Quote every entry word for word.
##### Available data
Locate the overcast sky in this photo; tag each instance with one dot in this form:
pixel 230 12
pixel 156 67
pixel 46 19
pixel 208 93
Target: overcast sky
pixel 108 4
##########
#### Answer section
Locate the overcast sky in this photo; tag each instance with one dot in this form:
pixel 230 12
pixel 156 67
pixel 46 19
pixel 208 93
Target: overcast sky
pixel 108 4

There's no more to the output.